▸ Challenge A
Summarize the patch review email in two sentences.
▸ Challenge B
In the patch review email, turn the paragraph beginning "And there is other thread" into a short bulleted list that keeps its main facts.
▸ Challenge C
According to the patch review email, what return type can amdgpu_vcn_get_profile() and amdgpu_vcn_put_profile have?

▸ Given text
>> Start
[PATCH] drm/amdgpu/vcn: fix video profile race condition (v3)

Thu Aug 14 17:06:14 UTC 2025

Hi Lijo,

On 8/14/2025 6:18 PM, Sundararaju, Sathishkumar wrote:
>
> On 8/14/2025 5:33 PM, Lazar, Lijo wrote:
>> [Public]
>>
>> There is no need for nested lock. It only needs to follow the order
>>          set instance power_state
>>          set profile (this takes a global lock and hence instance 
>> power state will be visible to whichever thread that gets the work 
>> profile lock).
>>
>> You are seeing nested lock just because I added the code just after 
>> power state setting.
>
> Pasting your code from the file for ref :
>
> @@ -464,32 +509,14 @@ void amdgpu_vcn_ring_begin_use(struct 
> amdgpu_ring *ring)
>
> -pg_lock:
>
>      mutex_lock(&vcn_inst->vcn_pg_lock);
>      vcn_inst->set_pg_state(vcn_inst, AMD_PG_STATE_UNGATE);
>
> +   amdgpu_vcn_get_profile(adev);
>
> vcn_pg_lock isn't  released here yet right ? And in-case you intend to 
> only order the locks, then still there is an un-necessary OFF followed 
> by ON, but yes that is acceptable,
>
> May be you want to move that vcn_pg_lock after amdgpu_vcn_get_profile 
> to protect concurrent dpg_state access in begin_use.
>
> The concern is, this patch access power_state that is protected by 
> some other mutex lock hoping it reflects right values also when 
> holding powerprofile_lock.

Thanks for taking time to explain this personally to me , I get it now, 
your patch should work fine. This above is a wrong hypothetical issue I 
imagined.

amdgpu_vcn_get_profile() and amdgpu_vcn_put_profile can be void return 
type.

And please remove the typo to avoid nested locking.

With above changes, your patch is  :-

Reviewed-by: Sathishkumar S <sathishkumar.sundararaju at amd.com>

And there is other thread which also has Alex's (v3) fix for this issue, 
leave it to Alex/yourself and other review participants to decide for 
the best approach, I am inclined with your approach, as it is centered 
around pg_state.

Regards,

Sathish

>
> Or
>
> Have shared a patch with global workload_profile_mutex that simplifies 
> this handling, and renamed pg_lock -> dpg_lock  and used
>
> that only for dpg_state changes per instance.
>
> Regards,
>
> Sathish
>
>>
>> Thanks,
>> Lijo
>>
>> -----Original Message-----
>> From: Sundararaju, Sathishkumar <Sathishkumar.Sundararaju at amd.com>
>> Sent: Thursday, August 14, 2025 5:23 PM
>> To: Lazar, Lijo <Lijo.Lazar at amd.com>; Alex Deucher 
>> <alexdeucher at gmail.com>
>> Cc: Wu, David <David.Wu3 at amd.com>; Deucher, Alexander 
>> <Alexander.Deucher at amd.com>; amd-gfx at lists.freedesktop.org
>> Subject: Re: [PATCH] drm/amdgpu/vcn: fix video profile race condition 
>> (v3)
>> End
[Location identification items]
>> Start
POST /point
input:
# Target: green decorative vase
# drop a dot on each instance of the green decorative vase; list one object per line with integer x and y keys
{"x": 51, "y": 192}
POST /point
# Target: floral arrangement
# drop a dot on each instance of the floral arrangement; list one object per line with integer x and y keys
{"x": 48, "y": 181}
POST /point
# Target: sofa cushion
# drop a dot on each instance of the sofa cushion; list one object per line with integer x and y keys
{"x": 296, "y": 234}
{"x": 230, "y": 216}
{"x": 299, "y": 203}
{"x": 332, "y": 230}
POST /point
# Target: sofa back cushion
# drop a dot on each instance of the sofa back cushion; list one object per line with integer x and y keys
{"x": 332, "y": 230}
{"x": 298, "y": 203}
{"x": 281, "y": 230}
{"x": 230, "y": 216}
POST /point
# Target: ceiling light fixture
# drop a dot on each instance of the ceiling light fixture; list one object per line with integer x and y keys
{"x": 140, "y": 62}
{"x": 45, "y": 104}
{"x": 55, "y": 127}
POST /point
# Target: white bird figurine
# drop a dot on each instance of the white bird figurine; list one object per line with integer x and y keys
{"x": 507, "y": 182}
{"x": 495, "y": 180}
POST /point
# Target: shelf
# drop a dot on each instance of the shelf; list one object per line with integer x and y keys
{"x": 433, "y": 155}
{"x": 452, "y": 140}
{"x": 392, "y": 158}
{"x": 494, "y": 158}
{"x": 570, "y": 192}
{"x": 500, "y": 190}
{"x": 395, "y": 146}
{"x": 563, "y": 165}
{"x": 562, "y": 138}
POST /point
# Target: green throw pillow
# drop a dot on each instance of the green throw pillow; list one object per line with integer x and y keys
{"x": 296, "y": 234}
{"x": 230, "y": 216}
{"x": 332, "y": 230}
>> End
▸ Task answer A
After Lijo's explanation, the reviewer concludes that the patch should work and that the earlier worry was a wrong hypothetical issue. The reviewer gives a Reviewed-by on the condition that amdgpu_vcn_get_profile() and amdgpu_vcn_put_profile become void return type and the typo is removed to avoid nested locking, and leaves the choice between this approach and Alex's (v3) fix to the review participants.

▸ Task answer B
- Another thread also has Alex's (v3) fix for this issue.
- The choice of the best approach is left to Alex, Lijo, and the other review participants.
- The writer favors Lijo's approach because it is centered around pg_state.

▸ Task answer C
Void.